#### TASK MATERIAL
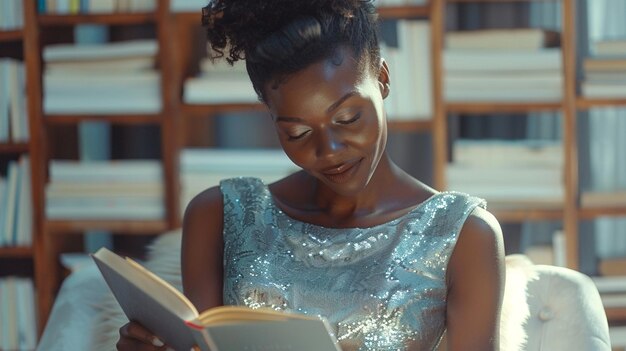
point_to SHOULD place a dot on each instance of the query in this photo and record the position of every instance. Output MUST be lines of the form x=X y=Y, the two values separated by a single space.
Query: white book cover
x=609 y=48
x=391 y=102
x=511 y=95
x=97 y=171
x=404 y=86
x=219 y=90
x=112 y=50
x=24 y=225
x=87 y=68
x=101 y=6
x=3 y=209
x=4 y=100
x=518 y=39
x=238 y=160
x=504 y=80
x=423 y=67
x=602 y=90
x=187 y=5
x=13 y=181
x=480 y=153
x=494 y=60
x=154 y=212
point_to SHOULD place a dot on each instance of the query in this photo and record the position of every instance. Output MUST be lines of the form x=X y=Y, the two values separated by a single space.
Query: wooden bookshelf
x=16 y=252
x=117 y=226
x=11 y=35
x=106 y=19
x=586 y=103
x=114 y=119
x=410 y=125
x=501 y=107
x=404 y=12
x=568 y=213
x=13 y=148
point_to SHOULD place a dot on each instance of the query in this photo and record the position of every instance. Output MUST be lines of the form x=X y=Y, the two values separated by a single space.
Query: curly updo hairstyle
x=279 y=37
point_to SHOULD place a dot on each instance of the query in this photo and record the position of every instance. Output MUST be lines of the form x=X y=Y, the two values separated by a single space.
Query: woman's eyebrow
x=330 y=108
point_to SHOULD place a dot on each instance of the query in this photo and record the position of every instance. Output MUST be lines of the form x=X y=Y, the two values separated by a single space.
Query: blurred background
x=112 y=118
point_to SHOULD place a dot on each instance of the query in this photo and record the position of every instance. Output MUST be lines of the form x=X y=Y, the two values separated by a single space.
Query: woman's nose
x=329 y=143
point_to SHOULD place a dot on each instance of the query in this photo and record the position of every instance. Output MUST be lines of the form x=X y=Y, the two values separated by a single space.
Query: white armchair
x=563 y=310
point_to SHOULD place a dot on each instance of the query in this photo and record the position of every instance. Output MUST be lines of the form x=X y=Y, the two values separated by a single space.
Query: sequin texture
x=381 y=288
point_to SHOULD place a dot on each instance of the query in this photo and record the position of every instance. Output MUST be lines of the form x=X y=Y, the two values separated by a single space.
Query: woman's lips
x=343 y=172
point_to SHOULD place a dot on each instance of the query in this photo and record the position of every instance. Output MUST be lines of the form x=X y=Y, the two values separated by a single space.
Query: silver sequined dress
x=381 y=288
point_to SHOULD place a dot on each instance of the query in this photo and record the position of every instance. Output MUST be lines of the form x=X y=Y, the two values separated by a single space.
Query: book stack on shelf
x=204 y=168
x=102 y=190
x=390 y=3
x=13 y=113
x=121 y=76
x=11 y=15
x=503 y=65
x=17 y=314
x=16 y=207
x=94 y=6
x=406 y=48
x=219 y=83
x=605 y=72
x=509 y=174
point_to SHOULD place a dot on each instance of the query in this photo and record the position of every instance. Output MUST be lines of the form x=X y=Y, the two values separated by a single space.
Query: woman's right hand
x=133 y=336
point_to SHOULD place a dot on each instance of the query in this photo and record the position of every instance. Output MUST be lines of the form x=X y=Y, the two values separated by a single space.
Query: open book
x=165 y=311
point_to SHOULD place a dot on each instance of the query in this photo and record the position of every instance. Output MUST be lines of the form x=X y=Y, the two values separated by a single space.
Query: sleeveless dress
x=380 y=288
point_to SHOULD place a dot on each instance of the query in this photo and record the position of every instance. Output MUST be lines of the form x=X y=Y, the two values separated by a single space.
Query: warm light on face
x=330 y=122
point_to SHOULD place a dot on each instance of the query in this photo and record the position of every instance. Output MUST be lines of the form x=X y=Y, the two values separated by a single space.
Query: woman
x=390 y=262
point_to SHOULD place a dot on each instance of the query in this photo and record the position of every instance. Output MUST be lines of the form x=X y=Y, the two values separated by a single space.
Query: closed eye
x=296 y=137
x=351 y=120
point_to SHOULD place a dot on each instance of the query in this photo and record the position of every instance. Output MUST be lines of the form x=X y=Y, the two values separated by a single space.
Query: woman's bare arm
x=476 y=285
x=202 y=250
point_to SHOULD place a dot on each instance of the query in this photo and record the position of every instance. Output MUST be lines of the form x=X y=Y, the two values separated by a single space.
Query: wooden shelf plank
x=410 y=125
x=115 y=119
x=119 y=226
x=500 y=107
x=209 y=109
x=13 y=148
x=586 y=103
x=486 y=1
x=527 y=214
x=607 y=211
x=408 y=11
x=102 y=18
x=387 y=12
x=11 y=35
x=16 y=252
########
**THE PROBLEM**. Images are to be left out; everything else in the material must be written out exactly.

**WORKED SOLUTION**.
point_to SHOULD place a dot on each instance of the query in this photo and record the position of every instance. Output MUST be lines of the form x=X y=Y, the two values separated by a single space.
Query: white book cover
x=609 y=48
x=391 y=102
x=511 y=95
x=97 y=171
x=404 y=86
x=219 y=90
x=112 y=50
x=24 y=225
x=87 y=68
x=101 y=6
x=3 y=209
x=4 y=100
x=518 y=39
x=238 y=160
x=504 y=80
x=423 y=67
x=602 y=90
x=187 y=5
x=13 y=181
x=480 y=153
x=494 y=60
x=154 y=212
point_to SHOULD place a dot on each instance of the query in this photo and record the position of every instance. Output MUST be lines of the form x=X y=Y, the two values separated by a single space.
Query: wooden bookshelf
x=16 y=252
x=117 y=226
x=11 y=35
x=106 y=19
x=586 y=103
x=114 y=119
x=410 y=125
x=501 y=107
x=404 y=12
x=568 y=213
x=13 y=148
point_to SHOULD place a dot on each instance of the query in this photo and record the position of every instance. Output MUST be lines of the form x=X y=Y, the two values separated by a single space.
Query: curly updo hairstyle
x=279 y=37
point_to SHOULD place a dot on each instance of the query in this photo and record the position of every instance. Output MUST be lines of the form x=X y=Y, the two values separated by a single space.
Query: woman's eyebrow
x=330 y=108
point_to SHOULD place a dot on each instance of the query in this photo and record the position of every instance. Output MUST be lines of the form x=X y=Y, the two values separated by a single space.
Query: blurred background
x=112 y=118
point_to SHOULD place a dot on each instance of the query in this photo and record the position of every instance. Output MUST be lines of the form x=X y=Y, the two values separated by a single space.
Query: woman's nose
x=329 y=143
point_to SHOULD place a dot on each instance of the query in this photo and record the position of every instance. Output MUST be lines of the form x=X y=Y, the two values separated by a single space.
Query: white armchair
x=563 y=310
point_to SHOULD place a dot on each instance of the query in this photo and record the position of every instance. Output MUST be lines of the form x=X y=Y, the two values separated by a single space.
Query: sequin texture
x=381 y=288
point_to SHOULD place a dot on each instance of the query in this photo and record the position of every instance. Output MUST be lines of the form x=X y=Y, the two values separated by a single space.
Query: woman's lips
x=343 y=172
point_to SHOULD place a dot on each instance of the query in this photo and record the position of every instance. Output MUST be lines of the form x=X y=Y, the two values separated by a single space.
Query: silver sequined dress
x=381 y=288
point_to SHOULD place a dot on each instance of the query in this photo and record the position of every instance. Output MUST be lines of the form x=X y=Y, the two values separated by a single space.
Query: book stack on shelf
x=204 y=168
x=102 y=190
x=390 y=3
x=13 y=113
x=121 y=76
x=11 y=15
x=503 y=65
x=17 y=314
x=16 y=207
x=94 y=6
x=406 y=48
x=219 y=83
x=605 y=72
x=509 y=174
point_to SHOULD place a dot on each instance of the query in this photo and record the position of every instance. Output MUST be lines of the form x=X y=Y, the two values separated by a single space.
Query: woman's right hand
x=133 y=336
point_to SHOULD place a dot on each instance of the query in this photo and record the position of every instance. Output MUST be lines of the form x=X y=Y, the two values separated by a single space.
Query: open book
x=165 y=311
point_to SHOULD place a dot on each instance of the query in this photo and record the position of every instance. Output MUST be lines of the form x=X y=Y, the two values separated by a single space.
Query: sleeveless dress
x=380 y=288
point_to SHOULD place a dot on each instance of the query in this photo and record the position of every instance. Output MUST be lines of the form x=X y=Y, the two values separated by a single space.
Query: warm light on face
x=330 y=122
point_to SHOULD place a dot on each instance of the query in this photo and record the position of every instance. Output MUST be lines of the form x=X y=Y, the two values separated by a single space.
Query: woman
x=390 y=262
point_to SHOULD place a dot on each instance of the query in this photo and record the position of every instance. Output MUST be lines of the form x=X y=Y, the two values separated by a single space.
Query: closed eye
x=296 y=137
x=351 y=120
point_to SHOULD place a dot on each instance of the query in this photo and record the position of every instance. Output MUST be lines of the form x=X y=Y, the two values separated by a single space.
Query: woman's bare arm
x=476 y=285
x=202 y=250
point_to SHOULD place a dot on each instance of the query in this photo and record the position of every instance. Output MUST be lines of the form x=X y=Y, the two values separated by a single space.
Query: wooden shelf plank
x=410 y=125
x=115 y=119
x=119 y=226
x=500 y=107
x=209 y=109
x=13 y=148
x=586 y=103
x=486 y=1
x=527 y=214
x=607 y=211
x=408 y=11
x=102 y=18
x=387 y=12
x=11 y=35
x=16 y=252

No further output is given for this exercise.